Belge Kesiti

· · ·

İnsanlık tarihinin en korkulan hastalıklarından biri olan kuduz, yüzyıllar boyunca ölümcül bir tehdit olarak varlığını sürdürdü. Öyle ki, kuduz bir hayvan tarafından ısırılan kişiler için neredeyse kesin bir ölüm hükmü anlamına geliyordu. Ta ki, bir Fransız bilim insanı bu kaderi değiştirene kadar. Bu yazıda, kuduz aşısının kim tarafından ve nasıl bulunduğunu, bu tarihi keşfin arkasındaki hikayeyi ve bilim dünyasına etkilerini ele alacağız.
Louis Pasteur (1822-1895), sadece kuduz aşısının değil, modern mikrobiyoloji ve aşı biliminin de kurucu babalarından biri olarak kabul edilir. Kimya eğitimi alan Pasteur, fermantasyon, mayalar ve mikroplar üzerine yaptığı çalışmalarla ün kazandı. "Pastörizasyon" işlemi onun adını taşır. Ancak en büyük zaferi, ölümcül bir viral hastalığa karşı geliştirdiği aşı olacaktı.
Pasteur, kuduz üzerine çalışmaya 1880'lerin başında başladı. O dönemde hastalığa neden olan etkenin (virüs) doğrudan görülememesi ve izole edilememesi, çalışmaları son derece zorlaştırıyordu. Pasteur ve ekibi (özellikle asistanları Émile Roux ve Charles Chamberland), hastalığı önce tavşanlara aktararak, daha sonra bu virüsü zayıflatma yöntemleri üzerinde deneyler yaptı.
Çığır Açan Yöntem: Pasteur, kuduz virüsünü tavşan omuriliğinde çoğaltıp, ardından bu omuriliği potasyum hidroksit içinde kurutarak virüsün zayıflatılmasını (attenüasyon) sağladı. Kurutma süresi arttıkça virüsün hastalık yapıcı etkisi azalıyordu. Bu zayıflatılmış virüsler, vücuda enjekte edildiğinde bağışıklık sistemini hastalığa karşı hazırlıyor, ancak hastalığın kendisine neden olmuyordu.

· · ·

Veri Kesiti
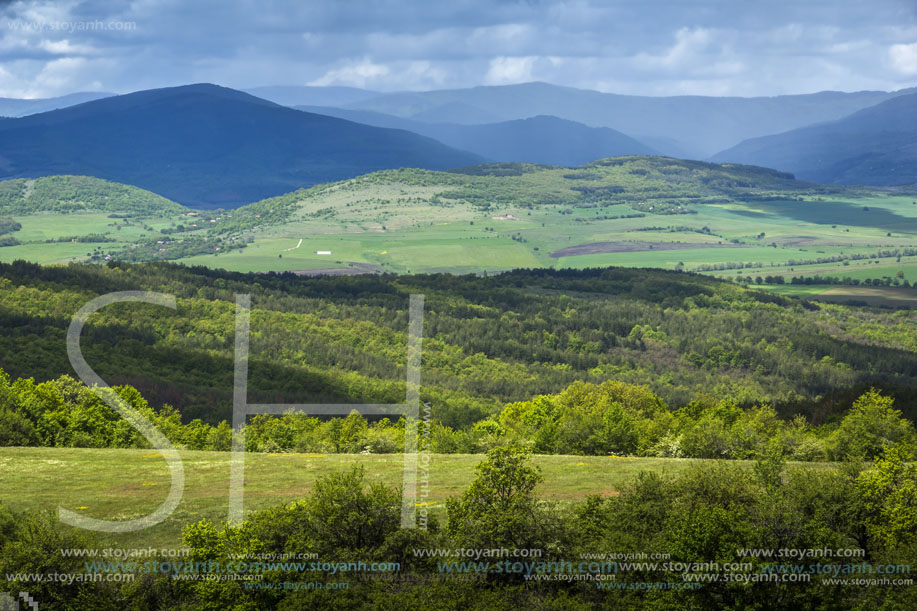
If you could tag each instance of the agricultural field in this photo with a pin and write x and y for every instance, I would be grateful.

· · ·

Yönergeler
**a.** (i), (ii) ve (iii) ifadelerinin kuduz aşısı metniyle uyuşup uyuşmadığını belirtin. Her biri için evet ya da hayır deyin ve kararı dayandırdığınız sözleri metinden aynen alıntılayın: (i) Pasteur kimya eğitimi almıştır. (ii) Pasteur kuduz üzerine çalışmaya 1890'ların başında başlamıştır. (iii) Kurutma süresi uzadıkça virüsün hastalık yapıcı etkisi artıyordu.
**b.** Kuduz aşısı metnini son cümlesinden sonra sürdürün.
Verilerin kuduz aşısı metniyle herhangi bir bağlantısı yoktur.

Görev Yanıtları
**a.**
(i) Evet: "Kimya eğitimi alan Pasteur"
(ii) Hayır: "Pasteur, kuduz üzerine çalışmaya 1880'lerin başında başladı."
(iii) Hayır: "Kurutma süresi arttıkça virüsün hastalık yapıcı etkisi azalıyordu."

**b.**
Kuduz aşısının insanlık tarihindeki yeri, 6 Temmuz 1885 tarihinde, 9 yaşındaki Joseph Meister adlı bir çocuğun kuduz bir köpek tarafından ağır şekilde ısırılmasıyla sağlamlaştı.
Bu başarının ardından dünyanın dört bir yanından kuduz ısırığı vakaları Pasteur'ün kapısına akın etti. Gelen talebi karşılamak ve bilimsel araştırmaları sürdürmek için uluslararası bir bağış kampanyası başlatıldı. 1888'de açılan Pasteur Enstitüsü, bugün hala dünyanın önde gelen bulaşıcı hastalık araştırma merkezlerinden biridir.
Louis Pasteur'ün kuduz aşısını bulması, sadece bir hastalığa çare olmaktan çok daha öte bir anlam taşır. Bu, insanlığın görünmez düşmanlara (mikroplara) karşı akıl ve bilimle kazandığı ilk büyük zaferlerden biridir. Joseph Meister'in hayatı kurtarılarak başlayan bu miras, bugün milyonlarca insanı kuduzdan koruyor. Pasteur Enstitüsü'nün girişindeki mezarının üzerinde yazanlar, onun çalışmalarının özünü özetler niteliktedir: "İlmin, vatan sevgisinin ve insanlığın hizmetinde."
Not: Joseph Meister, yetişkinliğinde Pasteur Enstitüsü'nde hademe olarak çalışmış ve 1940'ta, Nazi askerlerinin Enstitü'ye girmek istemesi karşısında gösterdiği direnç sonucu intihar etmiştir. Hayatı, Pasteur'ün keşfiyle başlayan trajik ve ilham verici bir döngüyü tamamlar.